INSTRUCTIONS TO FOLLOW = Turn every line of the material below into a JSON list of strings, one string per line, with blank lines dropped. Leave out the pictures.

EXERCISE MATERIALS =
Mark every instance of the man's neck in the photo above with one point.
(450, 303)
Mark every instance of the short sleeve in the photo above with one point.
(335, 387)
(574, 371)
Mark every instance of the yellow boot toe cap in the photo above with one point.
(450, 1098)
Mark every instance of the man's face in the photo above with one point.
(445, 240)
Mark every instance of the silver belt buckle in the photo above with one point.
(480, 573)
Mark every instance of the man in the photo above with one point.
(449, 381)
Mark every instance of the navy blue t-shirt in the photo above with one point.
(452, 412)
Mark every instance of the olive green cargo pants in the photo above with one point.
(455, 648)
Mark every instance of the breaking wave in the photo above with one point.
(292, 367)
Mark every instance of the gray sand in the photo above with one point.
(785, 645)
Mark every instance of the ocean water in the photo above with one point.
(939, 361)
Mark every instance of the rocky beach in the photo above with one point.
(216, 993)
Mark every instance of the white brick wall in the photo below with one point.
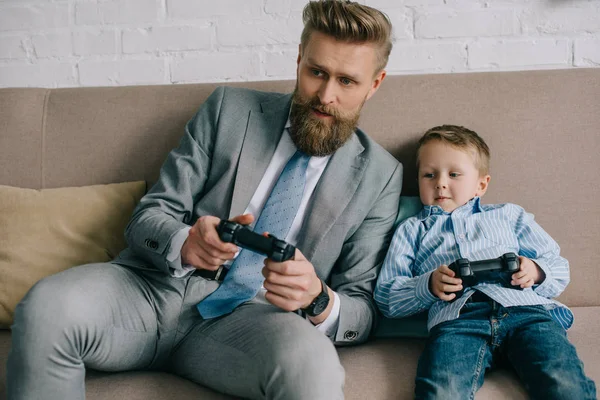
(65, 43)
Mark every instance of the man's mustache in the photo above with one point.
(315, 103)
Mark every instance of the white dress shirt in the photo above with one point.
(316, 166)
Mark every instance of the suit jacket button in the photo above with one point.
(350, 335)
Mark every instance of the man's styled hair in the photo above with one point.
(349, 21)
(461, 138)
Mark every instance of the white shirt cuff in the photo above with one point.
(331, 323)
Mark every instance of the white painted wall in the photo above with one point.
(67, 43)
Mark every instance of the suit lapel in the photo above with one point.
(263, 132)
(334, 191)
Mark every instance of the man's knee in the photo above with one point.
(61, 300)
(307, 367)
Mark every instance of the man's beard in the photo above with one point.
(317, 137)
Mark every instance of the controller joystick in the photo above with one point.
(240, 235)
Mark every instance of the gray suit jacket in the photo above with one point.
(216, 169)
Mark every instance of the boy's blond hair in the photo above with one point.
(350, 22)
(461, 138)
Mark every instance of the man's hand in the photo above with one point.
(294, 284)
(204, 249)
(443, 284)
(529, 274)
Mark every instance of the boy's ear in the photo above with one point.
(483, 185)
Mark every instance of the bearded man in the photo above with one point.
(177, 299)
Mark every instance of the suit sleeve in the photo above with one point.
(168, 206)
(360, 260)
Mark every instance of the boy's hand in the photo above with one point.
(442, 283)
(529, 274)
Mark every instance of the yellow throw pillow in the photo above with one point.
(46, 231)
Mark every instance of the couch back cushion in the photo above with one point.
(541, 126)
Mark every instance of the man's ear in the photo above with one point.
(376, 83)
(484, 182)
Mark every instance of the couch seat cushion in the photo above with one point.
(382, 369)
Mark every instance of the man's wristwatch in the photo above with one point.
(319, 304)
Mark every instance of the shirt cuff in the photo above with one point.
(174, 254)
(422, 292)
(331, 323)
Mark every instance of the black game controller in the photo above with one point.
(496, 270)
(275, 249)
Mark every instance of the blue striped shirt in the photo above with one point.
(473, 231)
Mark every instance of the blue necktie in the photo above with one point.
(244, 278)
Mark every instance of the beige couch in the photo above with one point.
(542, 127)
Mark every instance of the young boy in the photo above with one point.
(490, 322)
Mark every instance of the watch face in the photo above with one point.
(320, 305)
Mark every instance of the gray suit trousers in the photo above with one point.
(113, 318)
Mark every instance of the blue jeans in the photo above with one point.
(459, 352)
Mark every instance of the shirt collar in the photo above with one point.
(471, 207)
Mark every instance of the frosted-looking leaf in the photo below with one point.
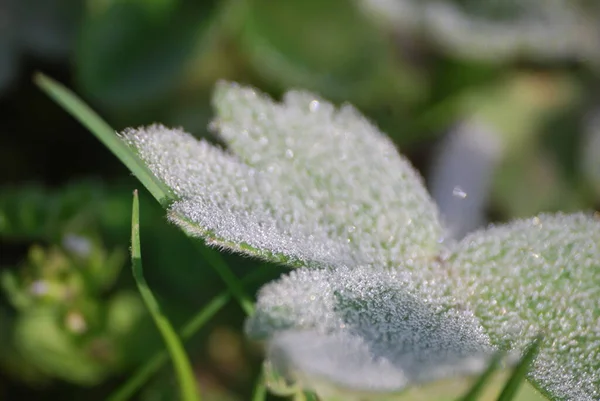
(497, 29)
(541, 274)
(345, 176)
(366, 330)
(311, 185)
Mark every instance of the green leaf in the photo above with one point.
(366, 332)
(538, 275)
(131, 52)
(495, 31)
(183, 368)
(92, 121)
(518, 377)
(311, 186)
(143, 374)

EXPECTED OUTPUT =
[
  "Mark every instance of the man's neck in the photo above with one point.",
  "(450, 303)",
  "Mark every instance of the short sleeve in the photo above with one point.",
  "(335, 387)",
  "(574, 371)",
  "Mark every instance of the yellow boot toe cap in the photo above with one point.",
  "(450, 1098)",
  "Mark every instance of the man's face in the photo above with one point.",
  "(445, 240)",
  "Mark every instance of the silver belt buckle in the photo above with one point.",
  "(480, 573)",
  "Mark every instance of the man in the photo above with one point.",
  "(449, 381)",
  "Mark every instance of the navy blue t-shirt in the photo above with one point.",
  "(452, 412)",
  "Mark every instance of the olive green cargo pants in the photo above with one point.",
  "(455, 648)",
  "Mark every instance of the breaking wave in the photo above with one point.",
  "(292, 367)",
  "Mark every instance of the gray sand in the photo above with one point.",
  "(785, 645)",
  "Mark every instance of the ocean water in the photo above with one point.",
  "(939, 361)",
  "Mark every instance of the rocky beach in the photo above with one point.",
  "(216, 993)",
  "Mark every instance of the white brick wall in the photo below with one point.",
  "(65, 43)",
  "Mark every instance of the man's mustache in the photo above with one point.",
  "(315, 103)",
  "Mark every instance of the white dress shirt in the photo above with one point.",
  "(316, 166)",
  "Mark every instance of the suit jacket button in the photo above with one point.",
  "(350, 335)",
  "Mark every instance of the man's styled hair in the photo above with one point.",
  "(349, 21)",
  "(461, 138)",
  "Mark every instance of the white shirt cuff in the photo above with one point.",
  "(331, 323)",
  "Mark every instance of the white painted wall in the photo above with one point.",
  "(67, 43)",
  "Mark every instance of the suit lapel in the photo above with one point.",
  "(263, 132)",
  "(334, 191)",
  "Mark every instance of the man's knee in the photo above with one point.",
  "(61, 300)",
  "(307, 367)",
  "Mark every instance of the man's beard in the photo above with one point.",
  "(317, 137)",
  "Mark every instance of the controller joystick in the photo above with one point.",
  "(240, 235)",
  "Mark every instance of the gray suit jacket in the photo above with one point.",
  "(216, 169)",
  "Mark every instance of the boy's blond hair in the photo above with one point.",
  "(350, 22)",
  "(461, 138)",
  "Mark every instance of the man's hand in the photo above with one point.",
  "(294, 284)",
  "(204, 249)",
  "(443, 284)",
  "(529, 274)",
  "Mark every instance of the boy's ear in the photo above with one point.",
  "(483, 185)",
  "Mark every instance of the bearded man in the photo above with one point.",
  "(177, 299)",
  "Mark every instance of the suit sleeve in the photo above with one point.",
  "(168, 206)",
  "(360, 260)",
  "Mark every instance of the boy's hand in the photo above with one point.",
  "(442, 283)",
  "(529, 274)",
  "Mark every instance of the yellow throw pillow in the photo above with one point.",
  "(46, 231)",
  "Mark every instance of the couch back cushion in the photo above with one point.",
  "(541, 126)",
  "Mark every instance of the man's ear in the photo above with one point.",
  "(376, 83)",
  "(484, 182)",
  "Mark every instance of the couch seat cushion in the photo above with one point.",
  "(382, 369)",
  "Mark every instance of the man's wristwatch in the photo above with one point.",
  "(319, 304)",
  "Mark every instance of the shirt cuff in the photo above with one point.",
  "(174, 254)",
  "(422, 292)",
  "(331, 323)",
  "Mark every instance of the black game controller in the photo above with one point.",
  "(496, 270)",
  "(275, 249)",
  "Mark every instance of the blue striped shirt in the photo above with one point.",
  "(473, 231)",
  "Mark every instance of the blue necktie in the photo above with one point.",
  "(244, 278)",
  "Mark every instance of the beige couch in the photo above with one point.",
  "(542, 127)",
  "Mark every instance of the young boy in the photo above with one point.",
  "(490, 322)",
  "Mark every instance of the watch face in the photo above with one point.",
  "(320, 305)",
  "Mark every instance of the gray suit trousers in the photo above with one point.",
  "(113, 318)",
  "Mark every instance of the blue jeans in the photo above with one point.",
  "(459, 352)",
  "Mark every instance of the shirt collar in the photo above with one point.",
  "(471, 207)",
  "Mark every instance of the frosted-looking leaf in the photo below with one point.",
  "(497, 29)",
  "(541, 274)",
  "(345, 176)",
  "(366, 330)",
  "(311, 185)",
  "Mark every instance of the green leaf in the photo above with one point.",
  "(366, 332)",
  "(538, 275)",
  "(131, 52)",
  "(495, 31)",
  "(183, 368)",
  "(92, 121)",
  "(518, 377)",
  "(311, 186)",
  "(143, 374)"
]